*** DATASET ***

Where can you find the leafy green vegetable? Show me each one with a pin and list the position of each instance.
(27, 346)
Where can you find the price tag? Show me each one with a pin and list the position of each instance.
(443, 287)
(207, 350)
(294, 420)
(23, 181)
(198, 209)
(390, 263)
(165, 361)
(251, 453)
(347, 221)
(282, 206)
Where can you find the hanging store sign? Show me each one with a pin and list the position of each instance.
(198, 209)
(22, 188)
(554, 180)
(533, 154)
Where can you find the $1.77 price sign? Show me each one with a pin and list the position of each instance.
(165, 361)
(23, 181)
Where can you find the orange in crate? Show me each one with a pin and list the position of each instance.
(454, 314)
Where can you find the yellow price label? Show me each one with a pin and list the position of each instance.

***
*** DATASET ***

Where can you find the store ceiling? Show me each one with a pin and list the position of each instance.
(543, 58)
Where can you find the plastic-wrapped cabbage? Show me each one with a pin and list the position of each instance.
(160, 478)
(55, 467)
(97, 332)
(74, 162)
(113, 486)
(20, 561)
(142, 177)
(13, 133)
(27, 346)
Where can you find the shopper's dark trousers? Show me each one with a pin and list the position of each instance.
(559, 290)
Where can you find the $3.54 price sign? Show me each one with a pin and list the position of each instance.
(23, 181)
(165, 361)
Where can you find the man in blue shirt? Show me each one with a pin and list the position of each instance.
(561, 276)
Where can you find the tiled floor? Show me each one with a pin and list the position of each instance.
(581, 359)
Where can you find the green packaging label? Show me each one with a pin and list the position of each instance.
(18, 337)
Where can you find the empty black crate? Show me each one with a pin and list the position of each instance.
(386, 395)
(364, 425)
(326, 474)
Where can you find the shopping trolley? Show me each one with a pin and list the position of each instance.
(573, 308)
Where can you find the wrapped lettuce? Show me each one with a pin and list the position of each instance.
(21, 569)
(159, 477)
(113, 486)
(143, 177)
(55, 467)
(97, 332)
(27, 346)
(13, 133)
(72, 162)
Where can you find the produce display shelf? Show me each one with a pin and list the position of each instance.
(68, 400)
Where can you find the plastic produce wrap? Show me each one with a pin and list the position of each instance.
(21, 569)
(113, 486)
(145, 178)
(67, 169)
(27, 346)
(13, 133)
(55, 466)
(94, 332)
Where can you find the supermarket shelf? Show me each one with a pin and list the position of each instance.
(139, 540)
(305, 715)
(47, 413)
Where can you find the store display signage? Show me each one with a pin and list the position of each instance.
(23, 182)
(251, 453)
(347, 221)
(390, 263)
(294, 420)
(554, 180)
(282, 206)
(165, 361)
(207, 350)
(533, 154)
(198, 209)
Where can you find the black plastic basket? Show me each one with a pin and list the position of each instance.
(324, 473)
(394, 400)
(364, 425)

***

» **TASK PROMPT**: Show every line of the material above that contains the word "produce", copying each one in full.

» **THE RESPONSE**:
Where can you find the produce display shelf? Show me each one with a pin and list the position of each instance.
Where can you find the plastic produce wrap? Show me each one with a pin and list the position of each instance.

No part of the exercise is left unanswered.